_MATERIAL SHOWN:_
##############################
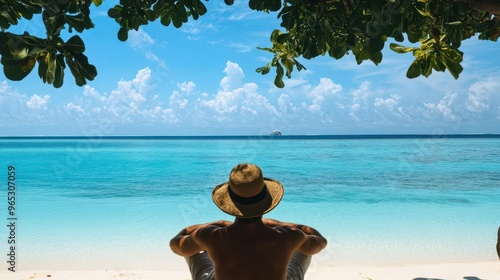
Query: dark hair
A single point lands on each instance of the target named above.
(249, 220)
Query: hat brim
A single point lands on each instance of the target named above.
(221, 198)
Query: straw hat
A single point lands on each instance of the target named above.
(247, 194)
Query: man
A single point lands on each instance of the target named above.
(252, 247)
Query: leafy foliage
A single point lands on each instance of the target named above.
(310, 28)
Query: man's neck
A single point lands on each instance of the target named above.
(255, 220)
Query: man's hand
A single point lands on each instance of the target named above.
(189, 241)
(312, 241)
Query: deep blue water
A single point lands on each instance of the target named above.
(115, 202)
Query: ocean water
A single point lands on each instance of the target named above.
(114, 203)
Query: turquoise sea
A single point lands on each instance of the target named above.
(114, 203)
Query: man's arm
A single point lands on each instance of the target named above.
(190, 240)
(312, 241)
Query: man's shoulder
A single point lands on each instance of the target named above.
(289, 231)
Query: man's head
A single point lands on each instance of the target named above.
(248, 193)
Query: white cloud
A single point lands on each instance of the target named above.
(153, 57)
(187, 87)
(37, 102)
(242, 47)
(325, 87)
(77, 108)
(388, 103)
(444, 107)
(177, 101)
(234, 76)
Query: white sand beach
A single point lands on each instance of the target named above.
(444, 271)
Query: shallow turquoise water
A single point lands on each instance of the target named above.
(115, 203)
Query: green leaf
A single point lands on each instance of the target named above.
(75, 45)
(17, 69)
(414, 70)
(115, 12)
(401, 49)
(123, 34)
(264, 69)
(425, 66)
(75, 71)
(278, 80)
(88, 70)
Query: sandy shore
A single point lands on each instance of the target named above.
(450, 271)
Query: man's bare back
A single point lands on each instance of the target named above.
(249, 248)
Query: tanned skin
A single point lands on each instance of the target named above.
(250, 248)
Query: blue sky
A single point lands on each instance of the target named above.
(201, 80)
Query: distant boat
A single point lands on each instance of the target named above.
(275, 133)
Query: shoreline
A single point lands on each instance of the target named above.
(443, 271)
##############################
_PROBLEM TO WORK ON:_
The required answer is each line of the entries containing the string "white".

_OUTPUT FOR THIS EXERCISE:_
Query: white cloud
Query: white sand beach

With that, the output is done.